Supplied information:
===============
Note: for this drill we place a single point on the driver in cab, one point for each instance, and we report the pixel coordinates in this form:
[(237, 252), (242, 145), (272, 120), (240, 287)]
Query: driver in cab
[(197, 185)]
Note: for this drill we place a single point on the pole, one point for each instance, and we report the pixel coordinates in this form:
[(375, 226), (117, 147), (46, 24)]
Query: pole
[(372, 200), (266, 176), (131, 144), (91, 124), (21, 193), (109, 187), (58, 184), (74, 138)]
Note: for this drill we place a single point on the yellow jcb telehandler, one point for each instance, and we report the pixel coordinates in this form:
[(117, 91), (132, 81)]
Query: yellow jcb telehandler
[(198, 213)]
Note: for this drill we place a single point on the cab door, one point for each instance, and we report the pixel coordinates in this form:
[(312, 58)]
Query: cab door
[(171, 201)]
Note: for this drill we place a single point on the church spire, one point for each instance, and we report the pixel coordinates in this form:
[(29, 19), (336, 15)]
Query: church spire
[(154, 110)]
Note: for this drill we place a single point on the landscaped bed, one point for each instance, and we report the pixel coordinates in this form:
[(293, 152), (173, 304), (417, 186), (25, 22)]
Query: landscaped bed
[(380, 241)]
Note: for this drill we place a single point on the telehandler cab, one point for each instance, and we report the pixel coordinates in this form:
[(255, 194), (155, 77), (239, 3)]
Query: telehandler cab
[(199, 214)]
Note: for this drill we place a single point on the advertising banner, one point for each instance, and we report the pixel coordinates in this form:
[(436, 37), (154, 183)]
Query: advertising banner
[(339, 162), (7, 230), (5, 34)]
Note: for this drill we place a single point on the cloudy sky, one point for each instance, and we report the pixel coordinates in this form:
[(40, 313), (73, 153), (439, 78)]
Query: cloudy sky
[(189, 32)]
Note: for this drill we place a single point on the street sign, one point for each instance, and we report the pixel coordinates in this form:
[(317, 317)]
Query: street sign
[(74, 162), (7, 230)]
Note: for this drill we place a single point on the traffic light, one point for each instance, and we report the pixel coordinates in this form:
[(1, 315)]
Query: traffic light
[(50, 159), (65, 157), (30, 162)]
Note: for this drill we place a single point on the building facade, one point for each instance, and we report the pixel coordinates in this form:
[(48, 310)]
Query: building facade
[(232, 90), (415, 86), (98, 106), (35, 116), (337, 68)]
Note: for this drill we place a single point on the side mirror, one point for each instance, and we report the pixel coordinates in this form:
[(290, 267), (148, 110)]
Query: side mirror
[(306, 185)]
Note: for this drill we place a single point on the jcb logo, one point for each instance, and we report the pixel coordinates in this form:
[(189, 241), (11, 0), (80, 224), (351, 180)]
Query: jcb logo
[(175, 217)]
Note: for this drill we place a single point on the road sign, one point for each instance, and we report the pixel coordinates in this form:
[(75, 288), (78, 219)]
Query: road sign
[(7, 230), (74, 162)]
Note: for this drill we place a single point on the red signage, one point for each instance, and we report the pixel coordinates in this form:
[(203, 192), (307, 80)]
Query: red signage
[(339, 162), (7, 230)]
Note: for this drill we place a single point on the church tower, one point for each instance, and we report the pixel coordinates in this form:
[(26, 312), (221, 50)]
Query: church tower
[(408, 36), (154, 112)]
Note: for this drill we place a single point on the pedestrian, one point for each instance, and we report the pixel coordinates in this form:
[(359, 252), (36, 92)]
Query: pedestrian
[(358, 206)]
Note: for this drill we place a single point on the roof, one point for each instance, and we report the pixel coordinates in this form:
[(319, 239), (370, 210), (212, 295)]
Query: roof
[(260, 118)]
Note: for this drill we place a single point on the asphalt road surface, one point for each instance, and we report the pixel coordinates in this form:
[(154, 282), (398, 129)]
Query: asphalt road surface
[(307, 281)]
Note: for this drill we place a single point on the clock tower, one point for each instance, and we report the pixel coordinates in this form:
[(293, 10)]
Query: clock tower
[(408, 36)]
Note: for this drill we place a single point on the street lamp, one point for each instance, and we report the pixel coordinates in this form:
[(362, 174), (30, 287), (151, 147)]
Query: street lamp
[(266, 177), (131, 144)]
===============
The problem:
Retype the material above, line by line, exactly.

Exercise response:
Note: for this drill we place a single point on the driver in cab, one point for each instance, and we report the pixel coordinates in this form:
[(237, 252), (242, 145), (272, 120), (240, 287)]
Query: driver in cab
[(197, 185)]
Note: for this drill we place a single point on the pole, one point for each instance, and we report the pixel coordinates in this form:
[(375, 226), (117, 147), (46, 24)]
Query: pole
[(372, 200), (266, 176), (131, 144), (91, 124), (21, 193), (109, 187), (58, 184), (74, 138)]
Note: for this drill we place a single point on the yellow jcb telehandler, one point for each instance, and we report the pixel coordinates in this form:
[(117, 91), (132, 81)]
Query: yellow jcb telehandler
[(198, 213)]
Note: for this drill we place a single point on the cab door, one point for each instance, and we report the pixel coordinates in this form:
[(312, 58)]
Query: cab door
[(171, 201)]
Note: for this drill we place a single point on the church spire, one point for each instance, and we report the pixel coordinates in this form:
[(29, 19), (336, 15)]
Query: church spire
[(154, 110)]
Note: for this drill we place a single point on the landscaped bed, one point for each instance, and we report the pixel coordinates in this form:
[(293, 152), (173, 304), (417, 186), (25, 22)]
Query: landscaped bed
[(380, 241)]
Note: for this drill we place a single point on the telehandler cab, one point for each instance, and we report the pixel coordinates in this form:
[(255, 194), (155, 77), (239, 3)]
Query: telehandler cab
[(199, 214)]
Note: for this drill we place a single point on the advertising banner, one point for each instance, and we report the pixel coordinates in this form:
[(436, 37), (154, 183)]
Query: advertising banner
[(339, 162), (7, 230), (5, 34)]
Note: for this drill we place a single point on the cloudy sky, one point for each instance, and we report the pixel coordinates in this form:
[(40, 313), (73, 153), (439, 78)]
Query: cloudy sky
[(189, 32)]
Note: for this drill we place a single point on the street sign, one point for each instance, and we report the pixel coordinates in this form:
[(317, 317)]
Query: street sign
[(74, 162), (7, 230)]
Note: for this drill we place a single point on the traffic light, one point for each instance, and we report the pixel coordinates in this form:
[(1, 315)]
Query: traffic light
[(50, 159), (65, 157), (30, 162)]
Note: for this drill we place a single point on the building facade, one point for each instance, and we report the pixel coordinates in this form:
[(48, 310)]
Query: building facade
[(232, 90), (415, 86), (98, 106), (35, 116), (337, 68)]
Note: for this drill we place a single point on the side mirror, one point for each instance, and we report the pixel coordinates in this form:
[(290, 267), (148, 110)]
Query: side mirror
[(306, 185)]
Note: for this drill we place a single point on the jcb logo, one point for each instance, and we report the pixel coordinates in this form:
[(189, 241), (11, 0), (80, 224), (351, 180)]
Query: jcb logo
[(175, 217)]
Note: for this drill we place a single point on the road sign, one point for each instance, and we report the pixel coordinates in this form:
[(75, 288), (78, 219)]
Query: road sign
[(7, 230), (74, 162)]
Note: for this drill we place a single point on the red signage, one point for each instance, and we report the pixel coordinates in this form:
[(203, 192), (307, 80)]
Query: red signage
[(339, 162), (7, 230)]
Note: for this drill we place a single point on the church tower, one point for each instance, and we report the pixel coordinates in this form:
[(26, 312), (221, 50)]
Query: church tower
[(408, 36), (154, 112)]
Note: for this drill we place a single point on the pedestrian, one point for each instance, and we report the pixel coordinates in this form:
[(359, 252), (36, 92)]
Query: pedestrian
[(358, 206)]
Note: for this drill we place a single point on the roof, one point for each instance, and we report the pixel coordinates in this form:
[(319, 239), (370, 210), (212, 295)]
Query: roof
[(260, 118)]
Note: for this drill we place a single point on the asphalt road surface, one point for each instance, and we report the pixel coordinates in this form:
[(154, 282), (398, 129)]
Query: asphalt road surface
[(307, 281)]
Note: for this drill we place a single point on the clock tower, one point for each instance, and we report the pixel coordinates in this form:
[(293, 10)]
Query: clock tower
[(408, 36)]
Note: for this drill we place a single point on the street lamp, one point for each instance, and we report the pixel coordinates in this form:
[(362, 174), (30, 287), (151, 147)]
Query: street lamp
[(266, 177), (131, 144)]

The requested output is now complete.